* DATASET RECORDS *
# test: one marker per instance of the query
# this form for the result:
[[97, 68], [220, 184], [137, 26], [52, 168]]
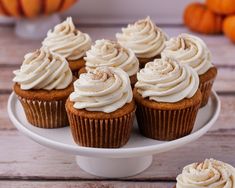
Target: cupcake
[[191, 50], [167, 98], [211, 173], [68, 42], [101, 109], [144, 38], [42, 84], [111, 54]]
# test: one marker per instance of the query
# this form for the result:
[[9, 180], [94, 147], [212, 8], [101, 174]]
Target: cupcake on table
[[192, 50], [167, 98], [144, 38], [42, 84], [101, 109], [111, 54], [210, 173], [68, 42]]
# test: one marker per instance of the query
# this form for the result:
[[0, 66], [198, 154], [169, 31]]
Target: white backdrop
[[125, 11]]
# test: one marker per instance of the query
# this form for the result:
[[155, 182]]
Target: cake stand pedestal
[[129, 160]]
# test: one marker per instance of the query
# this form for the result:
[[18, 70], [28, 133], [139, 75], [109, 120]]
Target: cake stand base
[[114, 167], [35, 28]]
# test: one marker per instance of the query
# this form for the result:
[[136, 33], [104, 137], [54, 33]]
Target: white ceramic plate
[[129, 160], [138, 145]]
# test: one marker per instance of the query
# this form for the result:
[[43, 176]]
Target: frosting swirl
[[67, 41], [210, 173], [191, 50], [43, 70], [165, 80], [143, 37], [104, 89], [111, 54]]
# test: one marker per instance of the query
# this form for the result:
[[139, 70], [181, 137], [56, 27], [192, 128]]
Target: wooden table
[[24, 163]]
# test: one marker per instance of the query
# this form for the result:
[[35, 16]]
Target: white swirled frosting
[[43, 70], [165, 80], [191, 50], [143, 37], [111, 54], [208, 174], [67, 41], [104, 89]]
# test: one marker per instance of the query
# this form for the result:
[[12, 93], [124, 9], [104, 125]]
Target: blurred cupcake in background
[[42, 84], [111, 54], [209, 173], [191, 50], [167, 98], [68, 42], [144, 38]]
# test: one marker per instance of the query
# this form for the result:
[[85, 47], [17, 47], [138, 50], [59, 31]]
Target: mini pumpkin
[[33, 8], [199, 18], [229, 27], [221, 6]]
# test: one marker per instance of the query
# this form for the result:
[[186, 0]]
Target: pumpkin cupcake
[[70, 43], [191, 50], [42, 84], [144, 38], [210, 173], [111, 54], [101, 109], [167, 98]]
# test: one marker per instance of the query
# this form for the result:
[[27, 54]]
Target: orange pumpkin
[[221, 6], [33, 8], [229, 27], [200, 19]]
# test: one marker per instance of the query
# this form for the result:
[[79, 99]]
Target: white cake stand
[[129, 160]]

* WRITTEN TASK *
Can you reproduce the entire listing above word for word, leaving the pictures out?

* CORRECT RESULT *
# test: one marker per instance of the query
# this form for the result:
[[97, 68], [220, 184], [137, 26], [52, 168]]
Target: cupcake
[[191, 50], [167, 98], [211, 173], [68, 42], [101, 109], [144, 38], [42, 84], [111, 54]]
# test: one marker per instance of the query
# this form for the result:
[[9, 180], [94, 147], [212, 8], [101, 174]]
Target: cupcake on table
[[192, 50], [167, 98], [144, 38], [42, 84], [101, 109], [111, 54], [210, 173], [68, 42]]
# test: one marker per instance of the query
# this form for the result:
[[0, 66], [198, 154], [169, 31]]
Target: white backdrop
[[125, 11]]
# test: one marker per instance of the query
# this form for the result:
[[155, 182]]
Target: cake stand pedestal
[[129, 160]]
# test: one marker per instance of the query
# this form for the result:
[[18, 70], [28, 133], [139, 75], [109, 120]]
Target: cake stand base
[[114, 167], [35, 28]]
# test: one marker per instance of the query
# this form for the result:
[[136, 33], [104, 137], [54, 33]]
Target: white ceramic plate
[[129, 160], [138, 145]]
# test: one marker per instance of the query
# this form for the result:
[[43, 176]]
Target: frosting swirl
[[67, 41], [210, 173], [191, 50], [43, 70], [165, 80], [143, 37], [104, 89], [111, 54]]
# test: one marker per instance of the query
# this form for the result:
[[139, 70], [181, 137], [56, 27], [192, 128]]
Target: wooden table
[[24, 163]]
# test: one marker per instance of the query
# this form for the result:
[[35, 16]]
Target: white swirled frosting
[[43, 70], [165, 80], [191, 50], [143, 37], [111, 54], [208, 174], [67, 41], [104, 89]]
# test: one marker per instance of the query
# this form for the result:
[[12, 93], [124, 9], [104, 125]]
Target: blurred cupcake in background
[[42, 84], [111, 54], [209, 173], [191, 50], [167, 98], [68, 42], [144, 38]]
# test: one marker per instance of the query
# this form for the result:
[[85, 47], [17, 47], [138, 50], [59, 31]]
Target: mini pumpkin
[[33, 8], [199, 18], [229, 27], [221, 6]]
# test: one marker per instance of the query
# this form for the result:
[[186, 0]]
Target: pumpkin cupcake
[[70, 43], [191, 50], [42, 84], [144, 38], [210, 173], [111, 54], [101, 109], [167, 98]]
# test: one marker per instance of the query
# this form for the result:
[[27, 54]]
Target: orange pumpkin
[[221, 6], [33, 8], [229, 27], [200, 19]]
# test: one marker per instance of the query
# this form for the result:
[[79, 99]]
Target: white cake stand
[[129, 160]]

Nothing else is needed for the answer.